Copy out word for word the lines below, from the line containing "I'm trying to find the antler tine" up to and including the line containing "167,46 -> 195,90".

** START Input for this task **

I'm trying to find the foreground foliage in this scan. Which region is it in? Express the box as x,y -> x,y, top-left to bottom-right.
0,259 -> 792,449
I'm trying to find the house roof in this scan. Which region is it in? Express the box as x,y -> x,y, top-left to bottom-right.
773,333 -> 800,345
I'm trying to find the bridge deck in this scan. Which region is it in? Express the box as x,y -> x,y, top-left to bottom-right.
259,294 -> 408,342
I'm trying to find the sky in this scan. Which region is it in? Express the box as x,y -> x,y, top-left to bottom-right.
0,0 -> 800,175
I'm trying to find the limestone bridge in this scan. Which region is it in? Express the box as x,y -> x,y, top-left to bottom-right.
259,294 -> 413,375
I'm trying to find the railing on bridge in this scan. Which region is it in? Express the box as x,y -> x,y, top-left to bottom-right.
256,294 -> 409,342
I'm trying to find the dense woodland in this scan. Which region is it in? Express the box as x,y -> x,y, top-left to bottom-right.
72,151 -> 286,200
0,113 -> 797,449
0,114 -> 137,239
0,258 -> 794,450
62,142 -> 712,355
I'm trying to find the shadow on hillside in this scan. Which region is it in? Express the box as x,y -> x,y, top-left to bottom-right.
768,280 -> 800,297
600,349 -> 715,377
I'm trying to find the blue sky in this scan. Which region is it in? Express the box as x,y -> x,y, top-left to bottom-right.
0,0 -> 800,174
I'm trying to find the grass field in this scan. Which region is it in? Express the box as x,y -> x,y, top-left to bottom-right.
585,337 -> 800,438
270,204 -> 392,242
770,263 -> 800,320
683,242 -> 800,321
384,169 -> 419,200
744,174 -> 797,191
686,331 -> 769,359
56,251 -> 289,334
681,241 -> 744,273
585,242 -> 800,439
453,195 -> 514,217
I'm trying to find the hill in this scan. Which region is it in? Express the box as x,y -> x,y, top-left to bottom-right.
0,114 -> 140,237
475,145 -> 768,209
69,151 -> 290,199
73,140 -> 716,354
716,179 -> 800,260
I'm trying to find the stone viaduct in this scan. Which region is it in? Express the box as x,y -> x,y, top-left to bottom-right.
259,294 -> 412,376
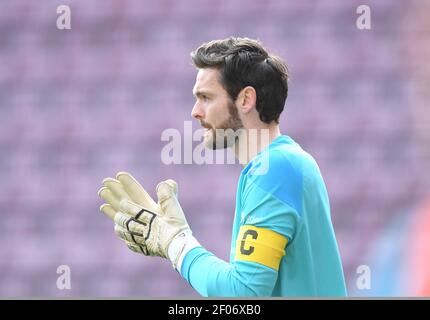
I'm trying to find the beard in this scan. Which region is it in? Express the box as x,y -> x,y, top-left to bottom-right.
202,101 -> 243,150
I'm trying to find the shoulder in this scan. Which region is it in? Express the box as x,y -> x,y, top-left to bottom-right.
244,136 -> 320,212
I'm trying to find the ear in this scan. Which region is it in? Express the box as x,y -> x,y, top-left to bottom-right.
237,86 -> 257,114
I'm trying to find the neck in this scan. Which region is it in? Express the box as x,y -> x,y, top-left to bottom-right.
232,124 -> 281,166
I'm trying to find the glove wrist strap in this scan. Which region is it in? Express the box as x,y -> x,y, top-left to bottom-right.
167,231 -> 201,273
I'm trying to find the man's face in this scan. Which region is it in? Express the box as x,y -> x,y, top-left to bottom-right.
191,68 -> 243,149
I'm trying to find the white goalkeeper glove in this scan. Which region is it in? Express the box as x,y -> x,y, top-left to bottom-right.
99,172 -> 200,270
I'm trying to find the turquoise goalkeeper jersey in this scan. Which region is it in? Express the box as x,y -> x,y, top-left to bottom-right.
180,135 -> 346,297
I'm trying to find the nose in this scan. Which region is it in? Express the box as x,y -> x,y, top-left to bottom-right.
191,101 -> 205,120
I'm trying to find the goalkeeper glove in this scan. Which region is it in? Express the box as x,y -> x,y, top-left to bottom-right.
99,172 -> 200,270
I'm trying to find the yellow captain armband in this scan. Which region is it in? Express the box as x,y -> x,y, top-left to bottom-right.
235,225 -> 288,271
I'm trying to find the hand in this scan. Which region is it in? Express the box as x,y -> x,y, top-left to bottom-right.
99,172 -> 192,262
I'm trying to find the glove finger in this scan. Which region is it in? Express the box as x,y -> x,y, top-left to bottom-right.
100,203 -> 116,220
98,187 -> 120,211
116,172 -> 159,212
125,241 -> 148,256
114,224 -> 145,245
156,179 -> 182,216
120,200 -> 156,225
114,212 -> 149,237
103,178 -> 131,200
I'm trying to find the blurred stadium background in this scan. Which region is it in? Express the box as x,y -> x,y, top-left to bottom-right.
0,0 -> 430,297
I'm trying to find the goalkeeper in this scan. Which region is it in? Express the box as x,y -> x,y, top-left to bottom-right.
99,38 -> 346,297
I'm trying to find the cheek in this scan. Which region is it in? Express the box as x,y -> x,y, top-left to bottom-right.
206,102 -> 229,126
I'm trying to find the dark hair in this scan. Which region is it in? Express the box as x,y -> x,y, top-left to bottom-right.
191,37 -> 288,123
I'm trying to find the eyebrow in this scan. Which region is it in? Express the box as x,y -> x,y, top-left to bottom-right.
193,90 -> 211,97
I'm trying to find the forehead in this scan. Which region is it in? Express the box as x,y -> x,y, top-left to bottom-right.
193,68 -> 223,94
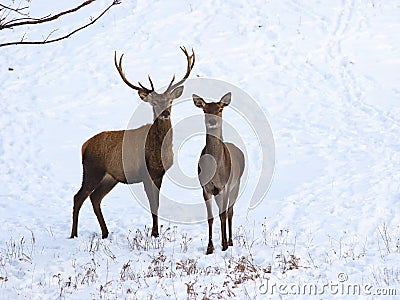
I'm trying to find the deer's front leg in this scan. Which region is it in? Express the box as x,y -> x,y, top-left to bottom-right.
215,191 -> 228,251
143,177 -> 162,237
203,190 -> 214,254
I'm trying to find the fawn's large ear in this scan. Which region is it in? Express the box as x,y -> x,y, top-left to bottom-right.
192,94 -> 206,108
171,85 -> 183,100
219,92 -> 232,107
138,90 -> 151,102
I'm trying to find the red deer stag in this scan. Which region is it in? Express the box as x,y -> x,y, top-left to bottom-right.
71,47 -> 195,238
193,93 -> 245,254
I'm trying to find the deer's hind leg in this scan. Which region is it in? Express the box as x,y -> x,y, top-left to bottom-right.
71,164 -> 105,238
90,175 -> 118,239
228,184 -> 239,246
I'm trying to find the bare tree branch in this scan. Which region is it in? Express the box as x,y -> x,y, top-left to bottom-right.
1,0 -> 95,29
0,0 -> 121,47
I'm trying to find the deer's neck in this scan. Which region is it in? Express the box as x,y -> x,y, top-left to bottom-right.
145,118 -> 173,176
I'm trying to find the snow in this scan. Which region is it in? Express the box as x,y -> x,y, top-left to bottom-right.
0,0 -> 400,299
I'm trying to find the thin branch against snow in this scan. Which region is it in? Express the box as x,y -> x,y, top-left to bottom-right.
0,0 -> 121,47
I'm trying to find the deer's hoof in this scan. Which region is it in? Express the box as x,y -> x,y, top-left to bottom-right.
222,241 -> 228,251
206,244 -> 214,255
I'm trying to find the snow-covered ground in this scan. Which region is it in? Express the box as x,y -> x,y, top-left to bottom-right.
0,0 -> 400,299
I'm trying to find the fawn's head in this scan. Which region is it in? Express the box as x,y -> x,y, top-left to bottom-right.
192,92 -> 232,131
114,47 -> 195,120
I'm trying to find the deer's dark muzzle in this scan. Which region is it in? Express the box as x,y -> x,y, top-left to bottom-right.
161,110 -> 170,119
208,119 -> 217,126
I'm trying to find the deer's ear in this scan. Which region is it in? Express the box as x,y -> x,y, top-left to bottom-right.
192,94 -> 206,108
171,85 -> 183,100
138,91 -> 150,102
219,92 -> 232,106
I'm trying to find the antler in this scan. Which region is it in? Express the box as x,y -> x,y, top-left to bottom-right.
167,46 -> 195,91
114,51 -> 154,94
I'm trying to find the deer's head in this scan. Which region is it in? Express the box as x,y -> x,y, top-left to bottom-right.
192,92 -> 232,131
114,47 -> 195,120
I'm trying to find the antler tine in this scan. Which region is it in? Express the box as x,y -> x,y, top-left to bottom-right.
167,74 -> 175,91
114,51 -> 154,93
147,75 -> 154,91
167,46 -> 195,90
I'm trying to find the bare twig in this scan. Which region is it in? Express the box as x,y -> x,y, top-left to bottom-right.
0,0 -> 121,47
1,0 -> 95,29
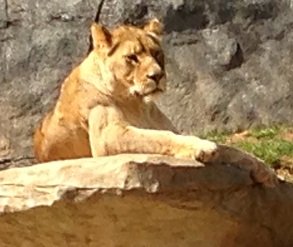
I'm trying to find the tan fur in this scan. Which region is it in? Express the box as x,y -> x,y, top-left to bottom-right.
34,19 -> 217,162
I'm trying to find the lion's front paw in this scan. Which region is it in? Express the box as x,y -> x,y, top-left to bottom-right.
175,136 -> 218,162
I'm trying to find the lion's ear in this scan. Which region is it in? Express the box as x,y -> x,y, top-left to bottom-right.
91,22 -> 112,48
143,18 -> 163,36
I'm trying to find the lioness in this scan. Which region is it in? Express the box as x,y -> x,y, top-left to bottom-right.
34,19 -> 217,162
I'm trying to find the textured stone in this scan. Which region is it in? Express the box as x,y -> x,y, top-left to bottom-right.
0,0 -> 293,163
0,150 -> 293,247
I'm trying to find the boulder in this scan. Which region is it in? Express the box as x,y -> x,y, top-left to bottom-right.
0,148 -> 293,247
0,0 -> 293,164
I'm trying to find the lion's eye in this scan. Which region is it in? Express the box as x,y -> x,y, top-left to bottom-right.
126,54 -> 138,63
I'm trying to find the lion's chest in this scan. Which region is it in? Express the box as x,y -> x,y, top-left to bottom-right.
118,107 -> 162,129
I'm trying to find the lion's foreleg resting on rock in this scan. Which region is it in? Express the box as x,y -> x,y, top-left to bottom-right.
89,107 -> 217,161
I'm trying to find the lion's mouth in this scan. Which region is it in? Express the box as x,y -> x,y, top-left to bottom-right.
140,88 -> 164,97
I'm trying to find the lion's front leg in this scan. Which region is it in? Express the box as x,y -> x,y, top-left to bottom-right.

** END Input for this task **

» Answer below
I'm trying to find the antler tine in this scan. Which region is it in? Express the box as x,y -> x,y, top-left to bottom-right.
167,74 -> 175,91
114,51 -> 154,93
147,75 -> 154,91
167,46 -> 195,90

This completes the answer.